ЗАДАЧА: Перепишите все данные ниже в виде нумерованного списка без пустых строк. Изображения в ответ не включайте.

════

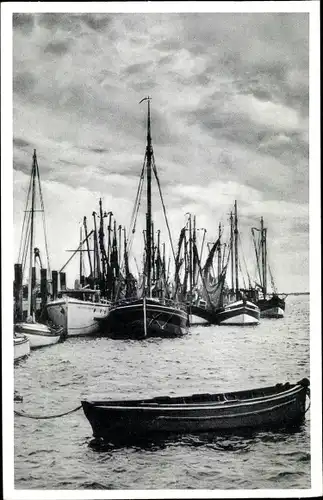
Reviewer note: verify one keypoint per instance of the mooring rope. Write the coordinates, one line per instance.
(39, 417)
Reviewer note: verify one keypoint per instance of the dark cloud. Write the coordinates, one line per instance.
(98, 150)
(58, 48)
(170, 45)
(24, 22)
(56, 20)
(21, 166)
(71, 22)
(97, 22)
(23, 83)
(138, 68)
(21, 143)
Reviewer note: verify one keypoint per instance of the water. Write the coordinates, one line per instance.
(57, 454)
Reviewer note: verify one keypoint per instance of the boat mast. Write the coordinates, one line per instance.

════

ОТВЕТ НА ЗАДАЧУ:
1. Reviewer note: verify one keypoint per instance of the mooring rope. Write the coordinates, one line per instance.
2. (39, 417)
3. Reviewer note: verify one keypoint per instance of the dark cloud. Write the coordinates, one line per instance.
4. (98, 150)
5. (58, 48)
6. (170, 45)
7. (24, 22)
8. (56, 20)
9. (21, 166)
10. (71, 22)
11. (97, 22)
12. (23, 83)
13. (138, 68)
14. (21, 143)
15. Reviewer note: verify one keypoint per instance of the water. Write the coordinates, one line per instance.
16. (57, 454)
17. Reviewer note: verify one keypoint per instance of the boat mast. Write the coordinates, one line per instance.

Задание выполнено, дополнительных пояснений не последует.